### Problem requirements
Continue the article on the move toward cashless payments, shown below, from the point where it stops.

### Passage to read
The move to cashless has also disrupted our money supply. The Federal Reserve has cut back on coin production in an effort to maintain the safety of its workers. And, as people spend less paper money and coins, retailers that take cash are having trouble getting access to coins, and in some cases demanding exact change only.

Square (SQ) is one of the companies seeing a surge in business as more and more transactions move to digital. Square, which was created as a replacement for the cash register at small businesses, was originally designed as a point of sale system.

The company recently received an upgrade from Sun Trust with a $150 price target. This after the company had already seen multiple rating raises from a variety of brokerage analysts to the $120-$130 range.

Square technology allows small businesses to take payment in the form of credit cards or smartphone payments. Even businesses doing under $10K in revenue can get a Square reader and accept credit cards at craft shows or one-off pop-up events.

But, SQ stock has not been rising rapidly only because of the original Square technology. A new app, Cash App, is driving growth at the company, and has Wall Street aglow. The app, which has grown from 7 million users at the end of 2017 to almost 24 million users today, allows you to transfer funds seamlessly from individual to individual, or to a business to pay for a service or good.

The Cash App is easy to set up and use, and has caught on with millennials and younger users who use the app for everything from online shopping to paying for their friend’s Starbucks (SBUX).

In Q1, the Cash App generated $528 million in revenue for Square, a 197% year-over-year increase. It is safe to say Square is “squarely” in the middle of the new cashless society, and the stock likely has more room to run.

Another company benefiting from the acceleration of the cashless trend is Visa (V). Visa, as the New York Times reports, is benefiting from the promotion of cashless payments as “governments from India to Kenya to Sweden, as well as the United Nations, are promoting cashless payments in the name of public health.”

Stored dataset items
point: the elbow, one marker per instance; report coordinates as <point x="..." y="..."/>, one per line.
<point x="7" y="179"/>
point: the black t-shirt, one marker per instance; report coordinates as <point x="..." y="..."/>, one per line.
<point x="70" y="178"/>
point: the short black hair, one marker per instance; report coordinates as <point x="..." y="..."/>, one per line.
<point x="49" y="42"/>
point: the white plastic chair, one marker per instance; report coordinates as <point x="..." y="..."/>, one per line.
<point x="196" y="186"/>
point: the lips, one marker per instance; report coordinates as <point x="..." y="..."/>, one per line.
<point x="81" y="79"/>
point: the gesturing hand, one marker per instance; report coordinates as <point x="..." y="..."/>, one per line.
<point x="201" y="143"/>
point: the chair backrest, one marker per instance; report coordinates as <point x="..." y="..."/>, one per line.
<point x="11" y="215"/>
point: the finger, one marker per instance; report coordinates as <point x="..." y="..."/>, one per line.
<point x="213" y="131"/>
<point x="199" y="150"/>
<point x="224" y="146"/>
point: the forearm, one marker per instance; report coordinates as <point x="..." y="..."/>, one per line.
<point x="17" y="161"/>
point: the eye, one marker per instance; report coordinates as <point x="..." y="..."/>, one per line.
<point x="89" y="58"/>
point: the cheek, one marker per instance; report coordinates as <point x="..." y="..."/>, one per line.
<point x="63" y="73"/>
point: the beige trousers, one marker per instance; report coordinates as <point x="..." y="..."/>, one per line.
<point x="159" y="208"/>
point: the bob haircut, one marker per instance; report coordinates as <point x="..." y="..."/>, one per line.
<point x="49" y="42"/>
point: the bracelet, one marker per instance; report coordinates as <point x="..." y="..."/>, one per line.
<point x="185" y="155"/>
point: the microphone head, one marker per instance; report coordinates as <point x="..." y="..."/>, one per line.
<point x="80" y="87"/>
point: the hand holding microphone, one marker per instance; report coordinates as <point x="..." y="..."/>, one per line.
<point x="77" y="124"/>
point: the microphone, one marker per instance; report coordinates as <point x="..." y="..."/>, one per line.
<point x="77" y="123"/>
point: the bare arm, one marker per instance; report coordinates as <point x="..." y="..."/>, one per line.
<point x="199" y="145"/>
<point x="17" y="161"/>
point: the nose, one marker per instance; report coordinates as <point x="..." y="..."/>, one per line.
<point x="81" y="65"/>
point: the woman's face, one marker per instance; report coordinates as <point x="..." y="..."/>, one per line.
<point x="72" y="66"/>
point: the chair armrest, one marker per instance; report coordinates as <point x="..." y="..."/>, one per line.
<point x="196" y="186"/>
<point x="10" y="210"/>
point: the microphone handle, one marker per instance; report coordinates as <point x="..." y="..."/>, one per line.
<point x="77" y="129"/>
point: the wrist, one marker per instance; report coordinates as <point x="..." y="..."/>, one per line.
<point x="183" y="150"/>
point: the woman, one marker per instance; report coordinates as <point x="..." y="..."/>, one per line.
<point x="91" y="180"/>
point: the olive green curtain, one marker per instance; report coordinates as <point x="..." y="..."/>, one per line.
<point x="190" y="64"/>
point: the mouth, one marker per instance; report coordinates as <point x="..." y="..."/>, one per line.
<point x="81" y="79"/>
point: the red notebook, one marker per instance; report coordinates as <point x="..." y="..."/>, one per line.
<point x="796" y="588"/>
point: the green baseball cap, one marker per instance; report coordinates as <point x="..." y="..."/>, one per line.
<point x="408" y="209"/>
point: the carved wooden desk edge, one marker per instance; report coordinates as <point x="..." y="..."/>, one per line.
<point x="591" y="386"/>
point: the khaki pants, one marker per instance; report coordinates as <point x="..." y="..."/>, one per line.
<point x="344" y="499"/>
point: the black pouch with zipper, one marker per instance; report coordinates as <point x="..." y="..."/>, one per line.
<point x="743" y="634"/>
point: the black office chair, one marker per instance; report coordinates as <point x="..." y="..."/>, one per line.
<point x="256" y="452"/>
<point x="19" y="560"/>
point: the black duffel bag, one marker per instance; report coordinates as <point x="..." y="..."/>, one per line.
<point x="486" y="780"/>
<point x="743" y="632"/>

### Expected output
Not only is Visa benefitting from an increased number of payments being processed, but from new regulations that have raised the cap on contactless payments. Originally, shoppers in Europe had to enter their pin number for purchases over 20 euros. But, to address COVID-19 that cap has been raised to 50 euros, increasing purchases easily made using contactless payments.

In its recent first quarter report, Visa beat on both earnings per share—coming in at $1.39, higher than estimates of $1.35—and revenue, which was $5.58 billion versus an estimate for $5.75 billion. And, this was as the company reported that “underlying business drivers slowed” due to COVID-19.

Finally, Paypal (PYPL) stock has been on a major run recently, from the low $80s in March, to over $180 today, as the company has been a big beneficiary of digital payments.

Pre-COVID-19, many small businesses attempted to dodge the 3-4% fees imposed by digital payments by imposing minimum purchase amounts in order to use credit. These companies, which just a few years ago could see 10% of payments in the form of credit cards, are now seeing digital payments breach the 80% level.

Such a groundswell in digital is nearly impossible to fight, and plays directly to the strength of a company like Paypal. Dan Shulman, Paypal CEO, recently said about the pandemic, “[N]ow it’s morphing into a psychological crisis as well. People are redefining how they think about things they used to do every day, thinking about what the new normal is going to look like. This is resulting in an immense shift from physical to digital.”

In its most recent quarter, Paypal reported revenue of $4.96 billion, up 17% year-over-year.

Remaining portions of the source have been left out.